■ **Goal of the exercise**: Rewrite the rows below with every "thickest part" changed to "widest part", keeping all other text unchanged.

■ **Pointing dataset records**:
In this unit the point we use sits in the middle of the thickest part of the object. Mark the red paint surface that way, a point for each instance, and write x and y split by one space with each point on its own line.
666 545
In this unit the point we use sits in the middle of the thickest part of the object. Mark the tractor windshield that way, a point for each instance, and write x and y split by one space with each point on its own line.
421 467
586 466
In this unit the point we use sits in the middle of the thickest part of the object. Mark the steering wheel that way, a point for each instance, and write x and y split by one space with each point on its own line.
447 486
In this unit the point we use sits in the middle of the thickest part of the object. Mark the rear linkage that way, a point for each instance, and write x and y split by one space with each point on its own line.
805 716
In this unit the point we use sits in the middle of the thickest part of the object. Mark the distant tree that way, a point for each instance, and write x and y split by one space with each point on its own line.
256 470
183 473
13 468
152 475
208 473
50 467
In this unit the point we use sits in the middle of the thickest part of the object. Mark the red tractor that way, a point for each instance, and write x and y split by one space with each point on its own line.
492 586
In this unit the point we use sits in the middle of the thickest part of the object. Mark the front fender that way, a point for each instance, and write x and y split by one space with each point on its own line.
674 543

■ **Answer to the exercise**:
In this unit the point we use sits in the middle of the widest part of the object. Mark the red paint surface that way, a point for each instance, and write x and y split by one space with each point on its own line.
666 545
In this unit the point we use sits in the middle of the widest part of the object. Mark the tractor windshield that way, a point for each instance, and write x and y split by one space with each point on its own line.
421 467
586 466
In this unit the point we use sits in the middle of the widest part of the object. Mark the steering wheel that way, a point for each instance, and write x and y split by one space with each point on its own line.
447 486
In this unit the point we use sits in the middle of the widest part of the object. Mark the rear linkage that way, a point for each instance, and write x and y split by one space with each point on its own line.
805 716
In this unit the point we use sits in the middle of the widest part of the object. Mark the distant tree that way, a point for each instance, and write x and y split by one space with each point on its own line.
256 470
183 473
13 468
152 475
208 473
50 467
In this unit the point we use sits in the middle of the widest part of the object. Mark the red tractor that way, a point for each instance, and write x and y split by one space with each point on its own line.
492 586
In this unit the point we use sits in the middle of the widest part of the object. Mark the front fender that way, a point for each instance, and write x and y split by one space with each point on its own line.
674 543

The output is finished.